__Aim of the task__: Could you render every line of the listing below as a numbered list, skipping blank lines and leaving out the pictures?

** begin Material **

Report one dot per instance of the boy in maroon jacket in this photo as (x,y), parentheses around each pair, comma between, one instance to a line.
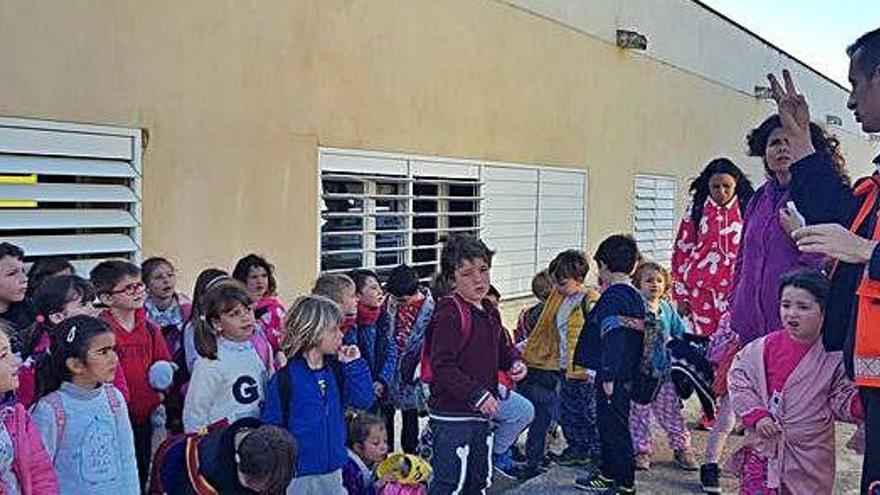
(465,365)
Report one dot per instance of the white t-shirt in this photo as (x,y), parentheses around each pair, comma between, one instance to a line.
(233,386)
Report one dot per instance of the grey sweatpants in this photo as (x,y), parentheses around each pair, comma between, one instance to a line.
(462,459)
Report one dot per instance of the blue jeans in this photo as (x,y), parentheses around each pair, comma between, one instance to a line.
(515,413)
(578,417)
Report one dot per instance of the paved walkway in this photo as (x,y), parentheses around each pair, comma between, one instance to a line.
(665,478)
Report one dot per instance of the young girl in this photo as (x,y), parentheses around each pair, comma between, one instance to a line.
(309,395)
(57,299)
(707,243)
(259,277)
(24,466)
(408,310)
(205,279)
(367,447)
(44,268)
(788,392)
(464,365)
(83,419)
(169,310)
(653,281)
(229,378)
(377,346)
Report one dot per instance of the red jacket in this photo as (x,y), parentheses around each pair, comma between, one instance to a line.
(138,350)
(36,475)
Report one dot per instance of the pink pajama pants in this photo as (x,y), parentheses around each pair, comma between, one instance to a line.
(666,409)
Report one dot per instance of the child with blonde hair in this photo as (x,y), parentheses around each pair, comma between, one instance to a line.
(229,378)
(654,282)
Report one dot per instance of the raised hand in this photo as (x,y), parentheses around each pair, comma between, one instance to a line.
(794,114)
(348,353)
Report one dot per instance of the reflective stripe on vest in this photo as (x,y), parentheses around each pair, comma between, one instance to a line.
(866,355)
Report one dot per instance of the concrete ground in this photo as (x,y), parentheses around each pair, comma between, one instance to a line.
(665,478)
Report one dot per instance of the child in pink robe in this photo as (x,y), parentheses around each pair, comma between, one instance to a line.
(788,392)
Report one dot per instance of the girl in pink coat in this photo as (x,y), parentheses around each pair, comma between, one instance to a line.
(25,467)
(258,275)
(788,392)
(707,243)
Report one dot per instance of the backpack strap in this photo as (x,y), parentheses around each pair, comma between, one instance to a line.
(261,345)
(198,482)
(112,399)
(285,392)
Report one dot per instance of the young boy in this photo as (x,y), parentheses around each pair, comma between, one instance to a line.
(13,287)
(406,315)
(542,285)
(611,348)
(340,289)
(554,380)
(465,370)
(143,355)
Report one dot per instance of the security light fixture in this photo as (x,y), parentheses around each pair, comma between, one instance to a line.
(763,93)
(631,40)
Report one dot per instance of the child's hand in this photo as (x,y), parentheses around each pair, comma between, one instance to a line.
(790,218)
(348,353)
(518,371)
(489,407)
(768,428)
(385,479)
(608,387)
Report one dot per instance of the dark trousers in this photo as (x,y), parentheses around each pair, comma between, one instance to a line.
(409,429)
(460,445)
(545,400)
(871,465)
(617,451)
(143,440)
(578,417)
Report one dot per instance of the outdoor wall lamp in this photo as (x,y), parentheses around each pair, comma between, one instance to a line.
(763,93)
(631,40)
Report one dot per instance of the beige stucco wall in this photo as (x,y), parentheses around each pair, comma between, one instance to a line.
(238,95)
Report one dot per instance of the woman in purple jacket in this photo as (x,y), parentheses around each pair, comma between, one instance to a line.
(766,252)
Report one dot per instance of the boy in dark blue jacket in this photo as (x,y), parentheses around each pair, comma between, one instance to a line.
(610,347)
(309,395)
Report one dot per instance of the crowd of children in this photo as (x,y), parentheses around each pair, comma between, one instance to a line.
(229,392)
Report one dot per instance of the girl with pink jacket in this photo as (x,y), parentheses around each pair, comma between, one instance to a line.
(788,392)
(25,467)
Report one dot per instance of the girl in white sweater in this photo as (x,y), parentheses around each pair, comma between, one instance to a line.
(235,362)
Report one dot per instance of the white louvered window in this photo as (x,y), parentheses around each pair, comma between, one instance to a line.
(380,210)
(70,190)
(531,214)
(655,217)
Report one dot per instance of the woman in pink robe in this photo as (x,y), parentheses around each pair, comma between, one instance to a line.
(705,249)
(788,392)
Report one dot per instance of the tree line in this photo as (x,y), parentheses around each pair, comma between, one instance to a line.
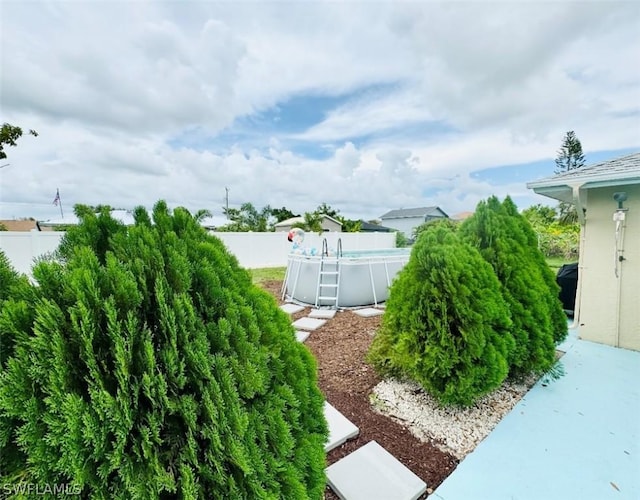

** end Material **

__The reply__:
1. Report one dot per instance of the boy in maroon jacket in this photo as (x,y), parentheses around each pair, comma between, one instance to a line.
2. (465,365)
3. Report one dot per instance of the white t-shirt in this photo as (x,y), parentheses around each pair, comma between, one instance to a line.
4. (233,386)
5. Report one dot per instance of the grey sweatpants in this photo as (x,y), parentheses around each pair, comma between, one instance to a line.
6. (462,459)
7. Report one dot per instance of the blue jeans in this photo as (x,y), parentheses around each pair, comma between, one instance to a line.
8. (515,413)
9. (578,417)
10. Report one dot per instance of the paved walkway in this photo as (x,y), parentheses around each pair, comma between, one instance to a line.
11. (665,478)
12. Report one dot per instance of the young girl in this photo as (x,y), parentheses around each pair, comma between, one instance to a line.
13. (309,395)
14. (57,299)
15. (707,243)
16. (259,277)
17. (24,466)
18. (408,310)
19. (205,279)
20. (367,447)
21. (44,268)
22. (788,392)
23. (464,365)
24. (83,419)
25. (169,310)
26. (653,281)
27. (229,378)
28. (377,346)
29. Report one dot per instance of the red jacket in this photo as (x,y), parentheses around each pair, comma between, one instance to a line.
30. (138,350)
31. (36,475)
32. Report one dot per instance of the pink pajama pants in this photo as (x,y), parentheses around each pair, comma between, one instance to a line.
33. (666,409)
34. Report one dot per instance of the child with blonde hair in this photo as (x,y), parentheses around each pair, comma between, one instance to a line.
35. (229,378)
36. (654,282)
37. Report one dot per instance of the raised hand in this photo as (x,y), parentheses around each pair, comma between, one instance to a line.
38. (794,114)
39. (348,353)
40. Report one dot per instance of the reflective stripe on vest in this photo as (x,y), parentheses around each pair, comma between, one instance to a line.
41. (866,355)
42. Report one dot per instance of the concrete ground in this photo as (x,y), parentheses around each pair, comma between, one instance to a line.
43. (665,478)
44. Report one dot per instance of the child in pink robe in this photo as (x,y), parentheses around each pair, comma between, one instance to a line.
45. (788,392)
46. Report one dot per instance of the girl in pink coat in this photo as (x,y), parentheses around each pair, comma between, one instance to a line.
47. (25,467)
48. (258,275)
49. (788,392)
50. (707,243)
51. Report one dot per instance of the backpack strap in this photo as (x,y), parentheses around each pair, comma between, one instance to a line.
52. (261,345)
53. (198,482)
54. (112,399)
55. (285,392)
56. Report one dot per instance of the young boy in this photo as (x,y), parentheses around each pair, comma between, one instance to a line.
57. (13,287)
58. (406,315)
59. (542,285)
60. (611,348)
61. (340,289)
62. (554,380)
63. (465,370)
64. (143,355)
65. Report one dot per instance of the security light fixture in this photo as (x,y), parentheses around each pair, comma between, one instance to a line.
66. (763,93)
67. (631,40)
68. Report one dot per instance of the child's hand in this photo as (x,y), parentheses around each pair, comma between, one instance to a line.
69. (790,218)
70. (348,353)
71. (518,371)
72. (489,407)
73. (768,428)
74. (385,479)
75. (608,387)
76. Report one dot per instance of the dark trousers in this photo as (x,y), parentheses around each pair, comma between, one instance to a line.
77. (409,429)
78. (460,445)
79. (545,400)
80. (871,465)
81. (617,451)
82. (143,440)
83. (578,417)
84. Report one dot per instance of the outdoor wall lamp in this photo as (x,y), parentheses around each pair, comma between, one instance to a line.
85. (763,93)
86. (631,40)
87. Report one dot per instance of the beige stucco wall in this photo as (x,y), parentheses around each pair, comma between, one instance to a line.
88. (238,95)
89. Report one dot per instance of the woman in purple jacket in this photo as (x,y), parentheses around each pair, comma between, one instance to a line.
90. (766,252)
91. Report one dot per instance of the boy in dark blue jacket in this photo as (x,y), parentheses around each pair, comma between, one instance to a line.
92. (610,347)
93. (309,395)
94. Report one dot per instance of the crowd of children in this photo as (x,y), parentheses around each pair, comma between, one instance to a line.
95. (229,392)
96. Report one dot per instance of the girl with pink jacket in this photo as (x,y), parentheses around each pair, comma between, one instance to a line.
97. (788,392)
98. (25,467)
99. Report one dot per instance of the girl in white sweater in this photo as (x,y), parentheses around each pair, comma between, one instance to a line.
100. (235,362)
101. Report one dot per instance of the white louvered window in this photo as (x,y), parentheses around each pair, comma between, one instance to a line.
102. (380,210)
103. (70,190)
104. (531,214)
105. (655,217)
106. Report one dot per instance of the woman in pink robe in this photo as (x,y), parentheses around each pair, comma between, one instance to a line.
107. (705,249)
108. (788,392)
109. Report one dot per instance of the tree line in this photo as (x,y), parentheses around each pair, comma between, one instance to a line.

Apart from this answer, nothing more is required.